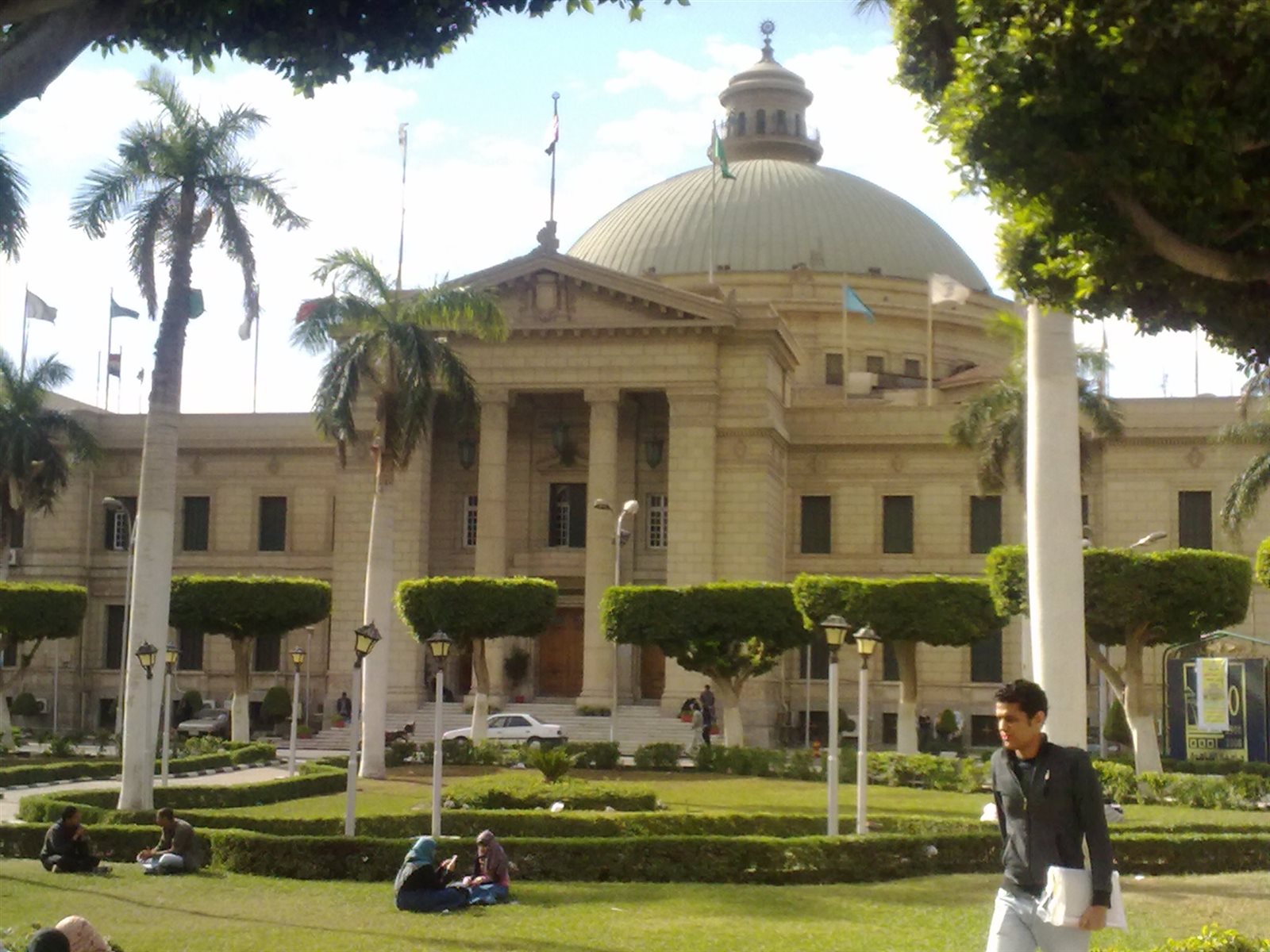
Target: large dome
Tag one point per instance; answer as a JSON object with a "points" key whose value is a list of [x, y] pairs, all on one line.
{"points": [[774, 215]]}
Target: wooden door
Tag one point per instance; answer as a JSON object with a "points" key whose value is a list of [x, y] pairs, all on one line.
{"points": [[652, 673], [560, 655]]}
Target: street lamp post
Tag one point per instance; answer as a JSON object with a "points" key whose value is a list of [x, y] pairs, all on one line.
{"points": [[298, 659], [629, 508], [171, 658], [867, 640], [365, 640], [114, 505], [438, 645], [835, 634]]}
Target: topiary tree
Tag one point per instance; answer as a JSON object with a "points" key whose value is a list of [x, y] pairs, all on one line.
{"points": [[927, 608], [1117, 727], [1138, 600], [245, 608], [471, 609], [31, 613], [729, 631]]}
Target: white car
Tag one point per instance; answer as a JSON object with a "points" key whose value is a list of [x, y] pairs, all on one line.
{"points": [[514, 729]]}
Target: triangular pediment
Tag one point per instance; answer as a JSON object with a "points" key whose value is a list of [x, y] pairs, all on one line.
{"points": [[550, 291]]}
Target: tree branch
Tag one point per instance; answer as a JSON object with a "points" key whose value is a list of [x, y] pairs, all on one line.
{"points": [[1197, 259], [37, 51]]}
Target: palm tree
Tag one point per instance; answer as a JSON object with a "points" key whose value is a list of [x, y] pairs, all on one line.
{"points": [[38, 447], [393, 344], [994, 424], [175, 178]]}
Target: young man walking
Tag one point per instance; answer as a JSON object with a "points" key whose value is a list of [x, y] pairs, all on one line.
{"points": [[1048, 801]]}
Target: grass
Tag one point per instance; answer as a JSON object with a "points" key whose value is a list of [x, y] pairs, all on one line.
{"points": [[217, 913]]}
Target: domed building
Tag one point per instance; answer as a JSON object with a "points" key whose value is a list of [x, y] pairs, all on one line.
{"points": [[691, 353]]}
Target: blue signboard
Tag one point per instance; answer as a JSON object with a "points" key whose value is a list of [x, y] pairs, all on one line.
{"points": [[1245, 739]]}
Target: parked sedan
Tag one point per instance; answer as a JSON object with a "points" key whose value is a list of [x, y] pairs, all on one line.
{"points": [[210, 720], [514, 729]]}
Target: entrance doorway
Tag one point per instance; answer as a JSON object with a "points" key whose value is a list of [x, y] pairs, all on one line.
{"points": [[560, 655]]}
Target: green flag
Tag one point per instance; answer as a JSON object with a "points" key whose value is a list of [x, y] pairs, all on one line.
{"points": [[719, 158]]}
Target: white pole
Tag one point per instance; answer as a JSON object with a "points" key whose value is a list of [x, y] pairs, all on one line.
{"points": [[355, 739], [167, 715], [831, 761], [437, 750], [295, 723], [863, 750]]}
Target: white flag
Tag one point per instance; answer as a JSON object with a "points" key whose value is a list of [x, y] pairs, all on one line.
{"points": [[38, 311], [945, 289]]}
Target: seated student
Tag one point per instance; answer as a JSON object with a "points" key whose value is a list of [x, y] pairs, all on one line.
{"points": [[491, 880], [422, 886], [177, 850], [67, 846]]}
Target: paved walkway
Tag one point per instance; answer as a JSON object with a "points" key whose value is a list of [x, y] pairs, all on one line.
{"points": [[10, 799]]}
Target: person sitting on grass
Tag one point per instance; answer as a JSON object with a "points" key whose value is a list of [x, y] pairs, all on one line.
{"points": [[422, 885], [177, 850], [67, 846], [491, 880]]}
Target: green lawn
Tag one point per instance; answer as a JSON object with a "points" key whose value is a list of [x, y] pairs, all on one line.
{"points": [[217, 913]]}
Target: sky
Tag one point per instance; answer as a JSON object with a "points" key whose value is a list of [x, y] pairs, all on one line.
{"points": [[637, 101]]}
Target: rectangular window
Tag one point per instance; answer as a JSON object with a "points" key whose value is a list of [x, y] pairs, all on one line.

──────────

# Task description
Convert the lines above into a Markdown table with a numbered "Row" column and a "Line" column, skipping any blank lines. Leave the pictures out of the table.

# Exercise response
| Row | Line |
|---|---|
| 1 | Target: large dome |
| 2 | Tag one point per instance; answer as a JSON object with a "points" key whose value is a list of [x, y] pairs, all on one line. |
| 3 | {"points": [[774, 215]]} |
| 4 | Target: wooden door |
| 5 | Tag one point per instance; answer as a JSON object with a "points" key whose value is a list of [x, y] pairs, all on one line. |
| 6 | {"points": [[652, 673], [560, 655]]} |
| 7 | Target: street lamp post |
| 8 | Tag one point per instance; answer as a JSON object with a "points" key whose value is a list of [x, y] pairs, all on one line. |
| 9 | {"points": [[298, 659], [629, 508], [171, 658], [867, 640], [365, 640], [114, 505], [438, 645], [835, 634]]} |
| 10 | Target: topiary tree |
| 11 | Tag one point per instance; answer as a JSON object with a "points" key whose value is a list of [x, y] pairs, all on one line. |
| 12 | {"points": [[927, 608], [1117, 727], [1138, 600], [245, 608], [471, 609], [31, 613], [729, 631]]} |
| 13 | Target: white car |
| 14 | Tag one point per instance; answer as a JSON object with a "points" key whose value is a list of [x, y] pairs, all on one line. |
| 15 | {"points": [[514, 729]]} |
| 16 | Target: triangular pediment |
| 17 | Tag one point per instance; answer as a JSON object with a "points" key whose value is a list of [x, y] pairs, all on one line. |
| 18 | {"points": [[550, 291]]} |
| 19 | Target: tree branch |
| 20 | Tag one point per instance; answer as a JSON object with a "points" key whose value is a list of [x, y] pairs, all on one line. |
| 21 | {"points": [[1197, 259], [37, 51]]} |
| 22 | Target: palm tree |
| 23 | Tag one point per instance; answer as a JSON object with a "points" key whose value is a list of [x, y] pairs, all on one line. |
| 24 | {"points": [[38, 447], [393, 344], [994, 424], [175, 178]]} |
| 25 | Target: young man walking |
| 26 | Tag one point per instance; answer as a JSON object with a "points" key whose value is a list of [x, y] pairs, all on one line. |
| 27 | {"points": [[1048, 801]]} |
| 28 | Target: grass |
| 29 | Tag one point per instance; answer as a JSON object with a "points" key whose value is a list of [x, y] pairs, all on one line. |
| 30 | {"points": [[217, 913]]} |
| 31 | Target: domed building |
| 32 | Tag one point per instance; answer as a JSON object with a "points" key whose value is a list of [x, y] pairs, all on one line. |
| 33 | {"points": [[691, 353]]} |
| 34 | Target: blue signboard |
| 35 | Tag one point per instance; answer as a JSON object with a "points" key whose value is a list of [x, y] pairs, all on one line. |
| 36 | {"points": [[1245, 739]]} |
| 37 | Target: parked sedan |
| 38 | Tag one point per instance; answer as a JSON object with a "points" key whose value is a list of [x, y] pairs, all on one line. |
| 39 | {"points": [[210, 720], [514, 729]]} |
| 40 | Target: entrance doorway |
| 41 | Tag one point per instance; answer as a JSON object with a "points" key whose value is a list of [x, y] pairs, all on one line. |
| 42 | {"points": [[560, 655]]} |
| 43 | Target: green flag |
| 44 | Tag one point per instance; answer as a JSON object with a "points" key whose value is a list of [x, y] pairs, all on one line. |
| 45 | {"points": [[719, 158]]} |
| 46 | Target: white pole |
| 47 | Tag one point per instance; answer as a JSON object with a "points" key whose value is a list of [x, y] pairs, all on one line. |
| 48 | {"points": [[355, 739], [167, 715], [831, 761], [437, 750], [295, 723], [863, 750]]} |
| 49 | Target: white flag |
| 50 | Tag one point per instance; answer as a JSON object with a "points" key whose value is a list of [x, y] pairs, all on one line. |
| 51 | {"points": [[38, 311], [945, 289]]} |
| 52 | Target: seated student |
| 53 | Tag one point per instance; answer as a JSON object with a "points" key whose value is a list of [x, y] pairs, all on one line. |
| 54 | {"points": [[491, 880], [422, 886], [177, 850], [67, 846]]} |
| 55 | Target: paved walkway |
| 56 | Tag one point per instance; answer as a JSON object with a "points" key whose value is a list of [x, y] pairs, all on one line. |
| 57 | {"points": [[10, 799]]} |
| 58 | Target: person sitting on grass |
| 59 | Tag one point per instance; answer as a JSON object with a "points" key whose value is a list of [x, y] pairs, all on one line. |
| 60 | {"points": [[422, 885], [177, 850], [67, 846], [491, 880]]} |
| 61 | Target: green lawn |
| 62 | Tag one point per instance; answer as a JSON object with a "points" key whose value is a list of [x, y] pairs, all on one line. |
| 63 | {"points": [[217, 913]]} |
| 64 | Target: sky |
| 65 | Tag one point per instance; answer as a JSON object with a "points" key whose value is a list of [x, y] pairs, all on one line. |
| 66 | {"points": [[637, 101]]} |
| 67 | Target: rectangular window |
| 68 | Tag one point per instance; answer as a JSON object with a "points" key whose value is a list of [x, y] pairs, all on one line. |